▶ Task description: Could you rewrite all the items below, putting "locate" wherever "identify" appears and keeping everything else the same? Leave the pictures out of your answer.

▶ Dataset extract:

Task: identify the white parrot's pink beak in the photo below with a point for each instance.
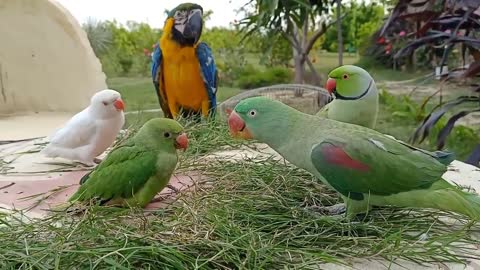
(119, 104)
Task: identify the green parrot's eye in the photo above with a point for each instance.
(252, 113)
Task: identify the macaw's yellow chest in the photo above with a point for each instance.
(183, 82)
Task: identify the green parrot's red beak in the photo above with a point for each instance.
(237, 126)
(181, 142)
(331, 85)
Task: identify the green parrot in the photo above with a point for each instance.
(356, 97)
(366, 167)
(135, 171)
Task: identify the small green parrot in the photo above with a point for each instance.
(356, 97)
(134, 172)
(366, 167)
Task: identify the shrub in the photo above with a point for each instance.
(251, 77)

▶ Task answer:
Task: locate the white parrot's pink beak in the photo below with a point for each instance.
(119, 104)
Task: locate the green parrot's eye in the photo above with a point for each instance.
(252, 113)
Task: locate the macaw's yellow chest in the photo above with a point for each instance.
(183, 82)
Task: locate the green parrot's red beak in the photo above with a point for each instance.
(237, 126)
(181, 142)
(331, 85)
Task: locate the green parrot in the photo above with a point for each instance.
(356, 97)
(366, 167)
(135, 171)
Task: locate the small green parrot in the photo above with a point for each instance.
(356, 97)
(134, 172)
(366, 167)
Task: locate the shrub in the photo above with a point for each instance.
(251, 77)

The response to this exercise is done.